Here is another chapter, along with some notes below on where we stand in the overarching structure of the prophecy. Please enjoy.

The Vision Isaiah Saw: Chapter 35

1. The desert wilderness and barren lands will rejoice; the wastelands will celebrate. They’ll burst forth into blossoms like saffron.

2. It will blossom forth, bursting into blossom and celebration, oh, yes, celebration and cheers of triumph. The majesty of Lebanon will be handed over to it; the magnificence of Carmel and Sharon. They will see God’s majesty, the magnificence of our god.

3. Hold fast those weak hands and steady those buckling knees.

4. Say to anyone whose heart is racing, hold fast. Don’t be scared. Look: your god is coming with vengeance; the god who brings payback is coming; he will save you.

5. Then blind eyes will be opened and deaf ears will be unblocked.

6. Then cripples leap up like stags, and mute tongues shout in triumph, because waterways come crashing forth in the desert wasteland, and streams in the wilderness.

7. And the scorching sand becomes an oasis, and the parched steppe becomes wellsprings of waterways. In the jackals’ lairs the flocks will lay their heads. It will become grassland with rushes and reeds.

8. And there comes to be a thoroughfare, a pathway there: the holy pathway, it will be called, and no one defiled will go over it. Rather it will be for him who walks the path — foolish but never stumbling.

9. No lion will be there, and no ravening creature, no — none will arise or be found there, where the redeemed walk.

10. God’s ransomed people will come back. They’ll go to Zion with cheers of joy and triumph hymns unceasing to adorn their heads; they’ll attain delight and joy, while sorrow and sighs are sent running.

-- -- --

The Prophecy of Isaiah -- The Vision Isaiah Saw -- is a story of judgment and hope. Broadly speaking, it is divided into those two parts: Chapters 1-39 foretell disaster, and Chapters 40-66 promise redemption.*

This first section (1-39) tells the story of Jerusalem's fall. We have almost come to the end of that story: we have heard about the moral slippage of the Jewish nation, how their kings and noblemen abandoned their poor to die in the streets. We have heard how that decline reached its nadir with King Ahaz, who ignored God's invitations to faith and made an unholy alliance with King Tiglath-Pileser III of Assyria. Soon, in Chapters 36-39, we will hear in full the story of King Hezekiah, Ahaz's son, who though he honored God was powerless to undo what his father had done.

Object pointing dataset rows
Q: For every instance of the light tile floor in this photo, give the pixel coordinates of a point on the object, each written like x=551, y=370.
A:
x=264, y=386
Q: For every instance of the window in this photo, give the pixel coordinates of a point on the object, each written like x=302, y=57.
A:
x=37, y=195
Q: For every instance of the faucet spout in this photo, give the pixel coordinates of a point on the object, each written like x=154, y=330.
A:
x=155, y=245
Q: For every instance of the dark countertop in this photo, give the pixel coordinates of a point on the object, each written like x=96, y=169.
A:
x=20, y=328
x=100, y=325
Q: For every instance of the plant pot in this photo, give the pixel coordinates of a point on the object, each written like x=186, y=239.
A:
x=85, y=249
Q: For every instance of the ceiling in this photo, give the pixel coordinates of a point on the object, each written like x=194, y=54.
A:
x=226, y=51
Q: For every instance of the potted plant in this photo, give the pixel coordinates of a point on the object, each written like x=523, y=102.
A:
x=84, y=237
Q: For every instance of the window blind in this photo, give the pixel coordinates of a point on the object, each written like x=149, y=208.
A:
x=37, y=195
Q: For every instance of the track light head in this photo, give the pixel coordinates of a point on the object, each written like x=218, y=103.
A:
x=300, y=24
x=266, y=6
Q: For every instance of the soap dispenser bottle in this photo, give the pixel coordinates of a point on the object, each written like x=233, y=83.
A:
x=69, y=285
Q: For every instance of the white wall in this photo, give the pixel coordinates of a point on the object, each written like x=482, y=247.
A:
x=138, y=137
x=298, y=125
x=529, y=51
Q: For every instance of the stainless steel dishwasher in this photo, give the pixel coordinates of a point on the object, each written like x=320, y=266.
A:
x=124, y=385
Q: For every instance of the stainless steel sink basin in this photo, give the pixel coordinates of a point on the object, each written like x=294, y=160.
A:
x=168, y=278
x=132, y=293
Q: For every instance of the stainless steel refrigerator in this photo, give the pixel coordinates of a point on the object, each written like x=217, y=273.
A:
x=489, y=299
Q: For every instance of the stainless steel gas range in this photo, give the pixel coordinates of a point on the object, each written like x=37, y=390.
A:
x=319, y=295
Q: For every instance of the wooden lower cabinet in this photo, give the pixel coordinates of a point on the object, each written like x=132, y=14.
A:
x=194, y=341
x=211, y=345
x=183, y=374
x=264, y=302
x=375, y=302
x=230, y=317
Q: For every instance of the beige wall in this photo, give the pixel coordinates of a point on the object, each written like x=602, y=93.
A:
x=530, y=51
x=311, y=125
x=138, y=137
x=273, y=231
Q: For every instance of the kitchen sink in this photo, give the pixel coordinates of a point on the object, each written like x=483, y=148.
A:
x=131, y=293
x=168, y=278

==

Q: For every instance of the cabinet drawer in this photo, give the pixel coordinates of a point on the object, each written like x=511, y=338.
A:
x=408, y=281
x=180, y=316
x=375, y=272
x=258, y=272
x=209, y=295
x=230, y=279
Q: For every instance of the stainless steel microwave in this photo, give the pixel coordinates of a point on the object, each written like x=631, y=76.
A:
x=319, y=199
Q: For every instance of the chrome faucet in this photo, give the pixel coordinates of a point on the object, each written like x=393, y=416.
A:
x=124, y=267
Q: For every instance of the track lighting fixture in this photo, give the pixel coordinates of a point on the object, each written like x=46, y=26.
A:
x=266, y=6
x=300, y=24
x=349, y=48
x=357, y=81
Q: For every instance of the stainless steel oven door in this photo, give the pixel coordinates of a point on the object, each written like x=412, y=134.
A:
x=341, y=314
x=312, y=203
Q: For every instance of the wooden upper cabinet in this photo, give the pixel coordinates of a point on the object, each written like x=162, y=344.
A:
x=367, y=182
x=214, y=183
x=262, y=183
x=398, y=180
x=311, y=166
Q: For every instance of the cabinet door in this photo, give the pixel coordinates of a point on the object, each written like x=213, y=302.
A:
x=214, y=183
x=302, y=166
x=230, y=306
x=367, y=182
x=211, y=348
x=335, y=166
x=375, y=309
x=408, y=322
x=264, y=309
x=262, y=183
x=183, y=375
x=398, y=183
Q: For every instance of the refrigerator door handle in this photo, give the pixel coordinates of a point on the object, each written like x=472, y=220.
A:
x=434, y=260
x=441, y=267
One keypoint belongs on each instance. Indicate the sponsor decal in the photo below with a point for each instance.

--

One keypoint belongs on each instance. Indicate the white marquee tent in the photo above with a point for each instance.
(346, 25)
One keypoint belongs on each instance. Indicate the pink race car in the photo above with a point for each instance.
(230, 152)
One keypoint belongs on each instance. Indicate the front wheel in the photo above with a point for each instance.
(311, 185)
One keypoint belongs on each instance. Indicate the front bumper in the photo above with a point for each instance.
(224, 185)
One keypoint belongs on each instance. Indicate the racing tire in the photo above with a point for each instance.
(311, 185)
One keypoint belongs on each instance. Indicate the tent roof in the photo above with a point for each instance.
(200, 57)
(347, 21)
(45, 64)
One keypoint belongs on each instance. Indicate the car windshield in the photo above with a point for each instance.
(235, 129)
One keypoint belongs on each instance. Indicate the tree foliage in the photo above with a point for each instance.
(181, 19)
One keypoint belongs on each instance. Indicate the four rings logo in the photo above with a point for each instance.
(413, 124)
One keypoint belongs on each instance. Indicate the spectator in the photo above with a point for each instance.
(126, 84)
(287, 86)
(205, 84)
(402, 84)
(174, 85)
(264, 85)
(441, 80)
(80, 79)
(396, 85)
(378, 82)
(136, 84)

[Requests]:
[1] Answer these questions from the Isaiah text:
(a) What does the scorching sand become?
(b) Which chapters promise redemption?
(c) Which king made an alliance with King Tiglath-Pileser III of Assyria?
[2] Translate this sentence from the Isaiah text into Spanish: "Then blind eyes will be opened and deaf ears will be unblocked."
[3] Please list every place name that appears in the Isaiah text.
Use only the Isaiah text to answer.

[Task solutions]:
[1]
(a) An oasis
(b) Chapters 40-66
(c) King Ahaz

[2] Entonces los ojos ciegos serán abiertos y los oídos sordos serán destapados.

[3] Lebanon, Carmel, Sharon, Zion, Jerusalem, Assyria